▶ [Exercise prompt]: Please edit the items starting with the line that contains "Annotation guideline: for each instance of the tree trunk" and going on through the end of the items, changing "innermost point" to "central point" and leaving everything else as it stands. Return only those lines.

——————

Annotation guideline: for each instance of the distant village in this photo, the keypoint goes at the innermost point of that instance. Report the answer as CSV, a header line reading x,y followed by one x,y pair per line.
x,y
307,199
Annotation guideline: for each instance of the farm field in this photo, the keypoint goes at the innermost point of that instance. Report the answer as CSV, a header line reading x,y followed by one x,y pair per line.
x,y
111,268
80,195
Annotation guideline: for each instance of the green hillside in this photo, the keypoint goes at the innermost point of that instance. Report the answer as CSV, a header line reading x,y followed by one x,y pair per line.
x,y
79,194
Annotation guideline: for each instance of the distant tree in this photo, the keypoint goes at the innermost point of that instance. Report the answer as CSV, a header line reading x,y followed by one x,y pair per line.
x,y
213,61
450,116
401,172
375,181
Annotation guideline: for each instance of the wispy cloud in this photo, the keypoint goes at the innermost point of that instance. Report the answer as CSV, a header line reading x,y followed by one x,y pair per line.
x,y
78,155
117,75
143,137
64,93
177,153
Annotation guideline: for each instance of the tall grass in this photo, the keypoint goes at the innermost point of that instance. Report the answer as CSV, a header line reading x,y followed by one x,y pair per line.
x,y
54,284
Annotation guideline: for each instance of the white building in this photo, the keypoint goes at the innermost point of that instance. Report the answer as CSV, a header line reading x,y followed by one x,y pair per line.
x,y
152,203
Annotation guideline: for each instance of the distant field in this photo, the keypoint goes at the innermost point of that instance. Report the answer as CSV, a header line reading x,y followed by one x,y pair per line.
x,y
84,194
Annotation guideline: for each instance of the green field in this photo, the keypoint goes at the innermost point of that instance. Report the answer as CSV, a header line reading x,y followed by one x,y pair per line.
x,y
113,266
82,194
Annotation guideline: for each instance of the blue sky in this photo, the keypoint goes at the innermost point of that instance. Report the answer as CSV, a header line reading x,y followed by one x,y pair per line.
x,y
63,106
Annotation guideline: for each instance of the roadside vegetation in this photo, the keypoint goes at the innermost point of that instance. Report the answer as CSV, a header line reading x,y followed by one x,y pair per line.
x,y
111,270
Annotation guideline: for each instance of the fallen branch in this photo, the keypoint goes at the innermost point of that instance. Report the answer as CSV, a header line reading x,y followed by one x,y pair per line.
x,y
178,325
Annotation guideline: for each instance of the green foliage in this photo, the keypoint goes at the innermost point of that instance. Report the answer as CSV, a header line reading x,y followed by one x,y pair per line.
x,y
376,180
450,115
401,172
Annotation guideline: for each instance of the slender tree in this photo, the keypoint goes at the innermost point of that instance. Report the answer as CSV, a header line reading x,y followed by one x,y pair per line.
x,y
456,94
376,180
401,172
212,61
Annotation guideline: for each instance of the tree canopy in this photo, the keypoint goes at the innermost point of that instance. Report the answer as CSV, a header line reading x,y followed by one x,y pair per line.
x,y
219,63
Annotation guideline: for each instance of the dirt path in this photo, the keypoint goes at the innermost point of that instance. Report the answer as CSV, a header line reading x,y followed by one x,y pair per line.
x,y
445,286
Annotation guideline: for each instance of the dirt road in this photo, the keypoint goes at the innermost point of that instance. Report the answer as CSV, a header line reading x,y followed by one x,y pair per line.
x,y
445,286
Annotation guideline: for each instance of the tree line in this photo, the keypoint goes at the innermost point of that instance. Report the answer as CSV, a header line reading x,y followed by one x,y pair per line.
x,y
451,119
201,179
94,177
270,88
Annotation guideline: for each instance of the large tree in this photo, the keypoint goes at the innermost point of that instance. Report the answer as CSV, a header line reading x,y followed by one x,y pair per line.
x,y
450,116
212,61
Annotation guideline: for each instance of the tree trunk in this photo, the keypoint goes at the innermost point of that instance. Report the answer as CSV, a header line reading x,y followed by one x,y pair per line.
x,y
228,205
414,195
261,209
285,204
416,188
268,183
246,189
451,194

——————

▶ [Result of this task]:
Annotation guideline: for each instance of the tree trunk in this photo, the keypoint goes at the central point of that instance. Report the answer as CSV, a header line reading x,y followed by one x,y pair per line.
x,y
228,205
414,195
261,209
285,204
416,188
268,183
246,189
451,194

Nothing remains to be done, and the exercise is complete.